• _TASKS_:
1. Decide whether each statement agrees with the summary on blood pressure drugs in pregnancy. Answer yes or no and quote the deciding words. (a) The review covered 35 randomised controlled trials. (b) The summary names labetalol as the most effective antihypertensive drug during pregnancy. (c) In the one large trial, high blood pressure persisted more often with nimodipine than with magnesium sulphate.
2. Print the stretch of the summary on blood pressure drugs in pregnancy from "Pregnant women with very high blood pressure (hypertension)" through "or fetal distress.", word for word.
[[ TEXT BLOCK, beginning ]]
Pregnant women with very high blood pressure (hypertension) can reduce their blood pressure with antihypertensive drugs, but the most effective antihypertensive drug during pregnancy is unknown. The aim of antihypertensive therapy is to lower blood pressure quickly but safely for both the mother and her baby, avoiding sudden drops in blood pressure that can cause dizziness or fetal distress.
During pregnancy, a woman's blood pressure falls in the first few weeks then rises again slowly from around the middle of pregnancy, reaching pre-pregnancy levels at term. Pregnant women with very high blood pressure (systolic over 160 mmHg, diastolic 110 mmHg or more) are at risk of developing pre-eclampsia with associated kidney failure and premature delivery, or of having a stroke. The review of 35 randomised controlled trials including 3573 women (in the mid to late stages of pregnancy, where stated) found that while antihypertensive drugs are effective in lowering blood pressure, there is not enough evidence to show which drug is the most effective. Fifteen different comparisons of antihypertensive treatments were included in these 35 trials, which meant that some comparisons were made by single trials. Only one trial had a large number of participants. This trial compared nimodipine with magnesium sulphate and showed that high blood pressure persisted in 47% and 65% of women, respectively. Calcium channel blockers were associated with less persistent hypertension than with hydralazine and possibly less side-effects compared to labetalol. There is some evidence that diazoxide may result in a woman's blood pressure falling too quickly, and that ketanserin may not be as effective as hydralazine. Further research into the effects of antihypertensive drugs during pregnancy is needed.
[[ TEXT BLOCK, end ]]
[[ DATASET CONTENT, beginning ]]
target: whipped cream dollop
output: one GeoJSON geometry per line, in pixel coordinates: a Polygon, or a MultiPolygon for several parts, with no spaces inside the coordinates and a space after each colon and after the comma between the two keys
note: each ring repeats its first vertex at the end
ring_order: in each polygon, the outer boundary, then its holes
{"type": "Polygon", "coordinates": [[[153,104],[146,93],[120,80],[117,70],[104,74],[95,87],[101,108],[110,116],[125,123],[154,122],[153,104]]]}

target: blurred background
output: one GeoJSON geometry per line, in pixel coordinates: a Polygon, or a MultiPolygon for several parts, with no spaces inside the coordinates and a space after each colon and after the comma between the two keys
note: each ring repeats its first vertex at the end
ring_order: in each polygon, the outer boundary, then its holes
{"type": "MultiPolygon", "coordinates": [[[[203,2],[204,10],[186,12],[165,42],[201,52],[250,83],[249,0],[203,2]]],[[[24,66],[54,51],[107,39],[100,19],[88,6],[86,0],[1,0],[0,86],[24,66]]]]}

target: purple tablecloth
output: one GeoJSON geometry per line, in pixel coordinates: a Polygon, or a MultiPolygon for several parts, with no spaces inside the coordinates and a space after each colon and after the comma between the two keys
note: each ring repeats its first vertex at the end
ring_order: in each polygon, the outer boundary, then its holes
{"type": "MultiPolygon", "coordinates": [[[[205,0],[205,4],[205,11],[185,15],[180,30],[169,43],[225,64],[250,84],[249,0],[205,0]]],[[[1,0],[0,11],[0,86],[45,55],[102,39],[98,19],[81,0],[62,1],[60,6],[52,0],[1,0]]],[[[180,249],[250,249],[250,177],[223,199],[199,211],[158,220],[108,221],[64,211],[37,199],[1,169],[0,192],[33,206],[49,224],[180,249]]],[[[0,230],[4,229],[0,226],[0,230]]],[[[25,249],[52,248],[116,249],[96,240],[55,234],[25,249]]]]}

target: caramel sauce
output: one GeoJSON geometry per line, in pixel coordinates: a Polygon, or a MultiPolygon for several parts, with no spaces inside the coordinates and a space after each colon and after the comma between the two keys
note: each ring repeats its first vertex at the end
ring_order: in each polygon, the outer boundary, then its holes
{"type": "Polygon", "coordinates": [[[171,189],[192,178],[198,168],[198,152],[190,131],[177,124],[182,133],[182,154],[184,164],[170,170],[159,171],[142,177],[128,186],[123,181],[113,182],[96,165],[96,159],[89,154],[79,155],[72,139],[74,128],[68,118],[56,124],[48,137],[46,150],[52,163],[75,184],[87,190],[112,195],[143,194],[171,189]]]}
[[ DATASET CONTENT, end ]]
• _RESULTS OF THE EXERCISE_:
1.
(a) Yes: "The review of 35 randomised controlled trials including 3573 women"
(b) No: "there is not enough evidence to show which drug is the most effective"
(c) No: "high blood pressure persisted in 47% and 65% of women, respectively"

2.
Pregnant women with very high blood pressure (hypertension) can reduce their blood pressure with antihypertensive drugs, but the most effective antihypertensive drug during pregnancy is unknown. The aim of antihypertensive therapy is to lower blood pressure quickly but safely for both the mother and her baby, avoiding sudden drops in blood pressure that can cause dizziness or fetal distress.